= THE PROBLEM =
Convert the data below into a Markdown table with two columns, Row and Line: number each line in order under Row, place its text under Line, and leave out any blank lines.

= INPUT FOR THIS TASK =
↓↓↓

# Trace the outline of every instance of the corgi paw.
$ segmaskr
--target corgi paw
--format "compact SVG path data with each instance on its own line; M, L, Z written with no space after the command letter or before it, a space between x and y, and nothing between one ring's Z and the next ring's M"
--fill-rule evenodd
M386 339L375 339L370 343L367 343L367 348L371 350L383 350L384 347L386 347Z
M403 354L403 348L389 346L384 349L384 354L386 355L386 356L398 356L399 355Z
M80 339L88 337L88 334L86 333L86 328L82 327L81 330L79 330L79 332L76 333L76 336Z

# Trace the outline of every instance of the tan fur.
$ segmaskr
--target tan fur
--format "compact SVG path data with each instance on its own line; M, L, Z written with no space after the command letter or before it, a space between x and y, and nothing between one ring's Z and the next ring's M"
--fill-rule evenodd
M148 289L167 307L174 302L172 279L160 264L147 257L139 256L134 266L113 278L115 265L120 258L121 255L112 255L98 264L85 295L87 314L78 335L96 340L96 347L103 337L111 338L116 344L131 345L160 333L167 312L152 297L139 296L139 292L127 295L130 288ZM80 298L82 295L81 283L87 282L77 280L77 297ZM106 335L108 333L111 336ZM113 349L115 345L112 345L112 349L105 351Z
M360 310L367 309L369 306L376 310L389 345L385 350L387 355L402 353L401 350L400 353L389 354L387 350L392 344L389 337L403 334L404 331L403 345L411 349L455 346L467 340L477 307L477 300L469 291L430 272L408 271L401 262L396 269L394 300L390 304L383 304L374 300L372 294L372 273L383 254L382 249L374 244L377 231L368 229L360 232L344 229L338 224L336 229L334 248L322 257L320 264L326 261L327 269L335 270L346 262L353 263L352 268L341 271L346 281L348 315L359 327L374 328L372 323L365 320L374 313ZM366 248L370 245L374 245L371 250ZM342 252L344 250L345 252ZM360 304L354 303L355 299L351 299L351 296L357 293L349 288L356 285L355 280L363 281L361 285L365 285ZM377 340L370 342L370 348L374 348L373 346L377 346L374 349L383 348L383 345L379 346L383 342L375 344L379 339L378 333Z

↑↑↑

= RESULT OF THIS EXERCISE =
| Row | Line |
|---|---|
| 1 | # Trace the outline of every instance of the corgi paw. |
| 2 | $ segmaskr |
| 3 | --target corgi paw |
| 4 | --format "compact SVG path data with each instance on its own line; M, L, Z written with no space after the command letter or before it, a space between x and y, and nothing between one ring's Z and the next ring's M" |
| 5 | --fill-rule evenodd |
| 6 | M386 339L375 339L370 343L367 343L367 348L371 350L383 350L384 347L386 347Z |
| 7 | M403 354L403 348L389 346L384 349L384 354L386 355L386 356L398 356L399 355Z |
| 8 | M80 339L88 337L88 334L86 333L86 328L82 327L81 330L79 330L79 332L76 333L76 336Z |
| 9 | # Trace the outline of every instance of the tan fur. |
| 10 | $ segmaskr |
| 11 | --target tan fur |
| 12 | --format "compact SVG path data with each instance on its own line; M, L, Z written with no space after the command letter or before it, a space between x and y, and nothing between one ring's Z and the next ring's M" |
| 13 | --fill-rule evenodd |
| 14 | M148 289L167 307L174 302L172 279L160 264L147 257L139 256L134 266L113 278L115 265L120 258L121 255L112 255L98 264L85 295L87 314L78 335L96 340L96 347L103 337L111 338L116 344L131 345L160 333L167 312L152 297L139 296L139 292L127 295L130 288ZM80 298L82 295L81 283L87 282L77 280L77 297ZM106 335L108 333L111 336ZM113 349L115 345L112 345L112 349L105 351Z |
| 15 | M360 310L367 309L369 306L376 310L389 345L385 350L387 355L402 353L401 350L400 353L389 354L387 350L392 344L389 337L403 334L404 331L403 345L411 349L455 346L467 340L477 307L477 300L469 291L430 272L408 271L401 262L396 269L394 300L390 304L383 304L374 300L372 294L372 273L383 254L382 249L374 244L377 231L368 229L360 232L344 229L338 224L336 229L334 248L322 257L320 264L326 261L327 269L335 270L346 262L353 263L352 268L341 271L346 281L348 315L359 327L374 328L372 323L365 320L374 313ZM366 248L370 245L374 245L371 250ZM342 252L344 250L345 252ZM360 304L354 303L355 299L351 299L351 296L357 293L349 288L356 285L355 280L363 281L361 285L365 285ZM377 340L370 342L370 348L374 348L373 346L377 346L374 349L383 348L383 345L379 346L383 342L375 344L379 339L378 333Z |